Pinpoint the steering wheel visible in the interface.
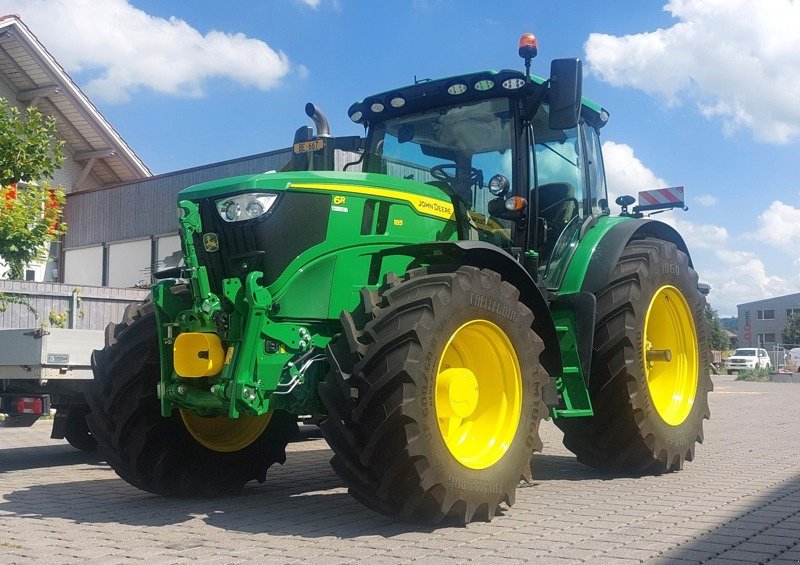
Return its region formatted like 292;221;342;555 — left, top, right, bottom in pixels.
430;164;483;187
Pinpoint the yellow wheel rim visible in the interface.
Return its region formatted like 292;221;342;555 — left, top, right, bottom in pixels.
180;410;272;452
643;285;699;426
435;320;522;470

- _TASK DIRECTIONS_: Although the records above contain pictures, output every line exactly and leave the pictures out.

- _OUTPUT OF THE TASK_:
Pinpoint the steering wheel visible in the interface.
Return its region formatted like 292;221;342;555 — left, top, right, bottom in pixels.
430;164;483;187
Pinpoint the yellow wheel rim visible in the interface.
Return its region formatted like 292;221;342;555 — left, top, right, bottom in pixels.
180;410;272;452
643;285;699;426
435;320;522;470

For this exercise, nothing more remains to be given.